Print, exactly as given, each line of the data from the line containing "Consider the photo above. For every instance of the river, which" up to and including its last line.

##### SOURCE DATA #####

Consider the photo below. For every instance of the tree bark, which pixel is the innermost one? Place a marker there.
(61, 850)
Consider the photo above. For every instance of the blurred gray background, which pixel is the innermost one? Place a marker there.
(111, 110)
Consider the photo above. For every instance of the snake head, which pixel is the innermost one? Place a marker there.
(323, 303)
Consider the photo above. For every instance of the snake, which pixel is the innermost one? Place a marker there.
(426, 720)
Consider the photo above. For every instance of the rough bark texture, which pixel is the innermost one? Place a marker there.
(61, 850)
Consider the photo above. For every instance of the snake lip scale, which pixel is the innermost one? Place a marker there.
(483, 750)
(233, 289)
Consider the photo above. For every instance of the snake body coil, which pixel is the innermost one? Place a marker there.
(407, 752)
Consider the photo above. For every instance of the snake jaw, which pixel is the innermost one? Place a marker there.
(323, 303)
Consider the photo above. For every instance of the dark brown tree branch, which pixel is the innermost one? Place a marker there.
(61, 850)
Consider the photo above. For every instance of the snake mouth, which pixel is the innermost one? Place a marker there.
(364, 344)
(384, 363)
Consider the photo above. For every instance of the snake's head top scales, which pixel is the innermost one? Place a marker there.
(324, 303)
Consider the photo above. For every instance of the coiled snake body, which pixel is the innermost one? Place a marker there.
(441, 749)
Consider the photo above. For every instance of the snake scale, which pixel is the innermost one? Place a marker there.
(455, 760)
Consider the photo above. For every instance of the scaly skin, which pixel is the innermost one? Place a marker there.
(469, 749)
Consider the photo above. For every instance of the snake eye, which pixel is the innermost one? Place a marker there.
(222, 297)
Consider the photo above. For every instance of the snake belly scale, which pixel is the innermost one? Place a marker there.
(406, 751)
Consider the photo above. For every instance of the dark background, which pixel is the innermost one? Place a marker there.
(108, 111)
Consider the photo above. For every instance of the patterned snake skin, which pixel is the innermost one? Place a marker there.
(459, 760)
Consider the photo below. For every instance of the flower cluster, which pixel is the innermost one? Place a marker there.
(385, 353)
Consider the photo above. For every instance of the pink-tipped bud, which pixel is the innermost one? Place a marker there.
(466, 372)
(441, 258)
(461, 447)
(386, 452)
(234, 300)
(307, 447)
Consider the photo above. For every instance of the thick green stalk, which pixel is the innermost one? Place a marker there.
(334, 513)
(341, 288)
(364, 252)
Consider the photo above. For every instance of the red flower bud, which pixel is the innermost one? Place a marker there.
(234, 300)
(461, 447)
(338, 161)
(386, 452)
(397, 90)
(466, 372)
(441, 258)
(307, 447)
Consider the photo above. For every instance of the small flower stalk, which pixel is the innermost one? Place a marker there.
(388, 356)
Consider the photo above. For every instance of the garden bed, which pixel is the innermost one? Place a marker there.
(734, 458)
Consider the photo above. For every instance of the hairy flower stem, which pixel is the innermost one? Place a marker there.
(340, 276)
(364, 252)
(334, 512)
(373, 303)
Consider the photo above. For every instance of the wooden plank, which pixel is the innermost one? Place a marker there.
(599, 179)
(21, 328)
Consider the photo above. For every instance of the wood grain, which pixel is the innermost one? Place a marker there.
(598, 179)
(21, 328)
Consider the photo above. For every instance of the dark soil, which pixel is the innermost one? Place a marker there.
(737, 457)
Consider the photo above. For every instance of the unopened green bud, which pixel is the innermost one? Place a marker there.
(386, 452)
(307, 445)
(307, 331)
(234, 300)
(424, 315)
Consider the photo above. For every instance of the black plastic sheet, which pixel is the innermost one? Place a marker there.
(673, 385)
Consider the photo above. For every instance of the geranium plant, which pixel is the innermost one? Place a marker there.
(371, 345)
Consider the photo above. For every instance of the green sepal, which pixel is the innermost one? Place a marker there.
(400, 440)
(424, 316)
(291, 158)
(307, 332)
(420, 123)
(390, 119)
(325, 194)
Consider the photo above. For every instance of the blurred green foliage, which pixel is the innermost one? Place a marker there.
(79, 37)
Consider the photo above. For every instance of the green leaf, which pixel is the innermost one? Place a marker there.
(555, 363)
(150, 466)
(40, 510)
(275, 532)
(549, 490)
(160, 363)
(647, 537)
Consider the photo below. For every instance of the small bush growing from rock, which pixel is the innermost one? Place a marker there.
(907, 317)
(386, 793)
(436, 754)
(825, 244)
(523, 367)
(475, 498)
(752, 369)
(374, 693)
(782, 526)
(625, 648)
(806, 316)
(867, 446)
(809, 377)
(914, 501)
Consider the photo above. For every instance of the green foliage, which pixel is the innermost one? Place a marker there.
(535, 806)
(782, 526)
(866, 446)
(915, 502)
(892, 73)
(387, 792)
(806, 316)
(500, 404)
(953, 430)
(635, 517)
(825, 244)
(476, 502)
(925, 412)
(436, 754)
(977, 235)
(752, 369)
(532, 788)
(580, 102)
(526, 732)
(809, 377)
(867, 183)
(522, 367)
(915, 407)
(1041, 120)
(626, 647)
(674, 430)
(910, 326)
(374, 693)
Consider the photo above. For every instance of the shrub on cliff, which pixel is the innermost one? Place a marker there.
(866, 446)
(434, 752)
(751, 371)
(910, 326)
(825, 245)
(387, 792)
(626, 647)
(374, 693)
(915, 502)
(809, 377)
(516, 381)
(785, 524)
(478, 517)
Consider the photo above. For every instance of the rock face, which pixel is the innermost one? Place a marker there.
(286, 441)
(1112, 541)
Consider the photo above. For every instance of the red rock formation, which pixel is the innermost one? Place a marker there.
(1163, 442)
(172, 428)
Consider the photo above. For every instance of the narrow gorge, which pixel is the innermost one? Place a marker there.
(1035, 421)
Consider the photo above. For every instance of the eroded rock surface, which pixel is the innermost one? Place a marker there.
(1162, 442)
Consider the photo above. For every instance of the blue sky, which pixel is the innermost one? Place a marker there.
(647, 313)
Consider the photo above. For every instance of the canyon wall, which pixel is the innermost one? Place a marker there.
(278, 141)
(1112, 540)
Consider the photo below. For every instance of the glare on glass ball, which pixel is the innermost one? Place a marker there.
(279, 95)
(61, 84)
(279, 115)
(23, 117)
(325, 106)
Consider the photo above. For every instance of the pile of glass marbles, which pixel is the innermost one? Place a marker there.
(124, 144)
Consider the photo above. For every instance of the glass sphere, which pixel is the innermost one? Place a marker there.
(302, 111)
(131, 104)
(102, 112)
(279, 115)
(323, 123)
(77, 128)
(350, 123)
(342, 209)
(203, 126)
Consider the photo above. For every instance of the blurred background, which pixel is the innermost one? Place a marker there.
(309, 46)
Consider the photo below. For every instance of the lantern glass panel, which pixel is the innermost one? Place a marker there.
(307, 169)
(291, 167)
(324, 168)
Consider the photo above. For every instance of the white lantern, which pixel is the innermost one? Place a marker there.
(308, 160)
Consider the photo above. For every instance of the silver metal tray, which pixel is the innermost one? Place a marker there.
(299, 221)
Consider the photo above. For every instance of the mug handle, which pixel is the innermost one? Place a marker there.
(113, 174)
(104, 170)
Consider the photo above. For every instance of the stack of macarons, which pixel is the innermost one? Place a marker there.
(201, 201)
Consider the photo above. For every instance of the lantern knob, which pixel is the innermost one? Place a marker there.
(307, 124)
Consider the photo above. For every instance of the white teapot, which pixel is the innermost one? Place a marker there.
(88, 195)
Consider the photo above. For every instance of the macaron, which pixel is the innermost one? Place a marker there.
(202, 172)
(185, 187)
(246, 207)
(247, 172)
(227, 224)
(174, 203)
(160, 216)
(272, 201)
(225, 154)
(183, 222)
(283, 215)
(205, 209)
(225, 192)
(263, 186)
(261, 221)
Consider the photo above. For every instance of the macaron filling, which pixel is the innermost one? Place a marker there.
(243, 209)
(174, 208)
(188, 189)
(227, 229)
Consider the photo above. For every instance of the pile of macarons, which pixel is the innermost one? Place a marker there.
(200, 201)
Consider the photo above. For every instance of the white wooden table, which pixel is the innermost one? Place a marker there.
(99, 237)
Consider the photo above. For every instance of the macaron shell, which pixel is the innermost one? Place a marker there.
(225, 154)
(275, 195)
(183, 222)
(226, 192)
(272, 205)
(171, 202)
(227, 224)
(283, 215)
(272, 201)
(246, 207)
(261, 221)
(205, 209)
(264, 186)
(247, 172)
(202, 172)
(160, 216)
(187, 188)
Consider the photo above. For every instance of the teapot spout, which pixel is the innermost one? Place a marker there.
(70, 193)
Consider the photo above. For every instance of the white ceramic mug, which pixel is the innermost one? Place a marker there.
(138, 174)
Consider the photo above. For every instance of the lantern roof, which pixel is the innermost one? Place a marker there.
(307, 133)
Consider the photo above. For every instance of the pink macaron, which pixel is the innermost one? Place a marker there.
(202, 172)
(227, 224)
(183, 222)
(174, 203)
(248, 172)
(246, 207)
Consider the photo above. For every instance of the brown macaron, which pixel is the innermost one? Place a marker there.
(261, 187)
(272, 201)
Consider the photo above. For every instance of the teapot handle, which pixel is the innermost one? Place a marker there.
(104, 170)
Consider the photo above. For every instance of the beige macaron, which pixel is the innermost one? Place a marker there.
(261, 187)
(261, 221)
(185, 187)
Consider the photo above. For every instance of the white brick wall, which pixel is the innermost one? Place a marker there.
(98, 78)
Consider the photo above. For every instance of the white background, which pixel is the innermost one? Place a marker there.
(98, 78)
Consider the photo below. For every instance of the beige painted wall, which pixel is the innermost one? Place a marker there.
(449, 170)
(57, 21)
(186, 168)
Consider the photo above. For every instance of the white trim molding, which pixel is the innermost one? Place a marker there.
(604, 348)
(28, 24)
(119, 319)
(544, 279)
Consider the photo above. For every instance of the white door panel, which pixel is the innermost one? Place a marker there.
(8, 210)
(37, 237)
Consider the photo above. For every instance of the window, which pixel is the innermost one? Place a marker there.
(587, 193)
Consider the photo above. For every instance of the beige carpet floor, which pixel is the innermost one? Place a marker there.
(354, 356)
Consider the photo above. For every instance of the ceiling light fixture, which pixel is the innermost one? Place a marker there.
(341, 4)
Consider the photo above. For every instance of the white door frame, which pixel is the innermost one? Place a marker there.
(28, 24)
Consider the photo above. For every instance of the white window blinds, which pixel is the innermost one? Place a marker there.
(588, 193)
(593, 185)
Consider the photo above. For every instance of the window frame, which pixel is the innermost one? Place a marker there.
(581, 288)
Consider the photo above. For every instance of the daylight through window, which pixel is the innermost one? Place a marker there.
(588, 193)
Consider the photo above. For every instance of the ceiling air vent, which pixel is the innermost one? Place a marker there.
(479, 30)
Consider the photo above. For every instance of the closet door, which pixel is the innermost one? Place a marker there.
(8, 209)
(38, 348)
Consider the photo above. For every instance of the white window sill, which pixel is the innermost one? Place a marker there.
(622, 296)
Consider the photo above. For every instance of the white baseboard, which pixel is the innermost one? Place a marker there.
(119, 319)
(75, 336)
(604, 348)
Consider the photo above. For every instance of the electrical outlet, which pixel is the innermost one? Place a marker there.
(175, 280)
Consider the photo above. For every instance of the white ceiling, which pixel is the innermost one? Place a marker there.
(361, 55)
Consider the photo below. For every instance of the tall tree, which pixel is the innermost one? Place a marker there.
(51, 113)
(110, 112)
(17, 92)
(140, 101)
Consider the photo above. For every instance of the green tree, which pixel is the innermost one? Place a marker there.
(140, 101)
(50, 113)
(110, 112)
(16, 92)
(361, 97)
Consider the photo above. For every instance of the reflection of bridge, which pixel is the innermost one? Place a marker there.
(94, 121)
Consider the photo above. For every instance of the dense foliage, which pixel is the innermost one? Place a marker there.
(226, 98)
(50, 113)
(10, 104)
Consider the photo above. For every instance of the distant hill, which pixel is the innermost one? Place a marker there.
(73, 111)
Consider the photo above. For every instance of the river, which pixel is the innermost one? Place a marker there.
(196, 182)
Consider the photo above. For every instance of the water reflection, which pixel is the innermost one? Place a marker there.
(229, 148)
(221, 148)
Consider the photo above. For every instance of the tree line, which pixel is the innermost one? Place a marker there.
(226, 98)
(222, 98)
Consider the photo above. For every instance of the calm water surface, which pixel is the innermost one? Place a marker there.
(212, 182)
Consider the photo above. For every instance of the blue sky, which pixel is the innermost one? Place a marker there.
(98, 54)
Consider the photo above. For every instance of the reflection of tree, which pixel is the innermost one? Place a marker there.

#####

_RESULT OF THIS TASK_.
Consider the photo above. For every instance of the river, which pixel is the innermost one? Place a marker there.
(196, 182)
Consider the photo above. For every instance of the water reflection, which pixel is the innermost one? Place a marker there.
(229, 148)
(221, 148)
Consider the photo above. For every instance of the tree line, which pixel is the innermost one? Place a marker there.
(226, 98)
(222, 98)
Consider the photo above. For every instance of the calm water surface, which pixel is the innermost one? Place a marker there.
(212, 182)
Consider the photo above. For every instance of the blue sky, which pixel is the innermost one? Place a marker there.
(98, 54)
Consider the photo above. For every instance of the reflection of tree, which pixel is the innermost one? Place a marker there.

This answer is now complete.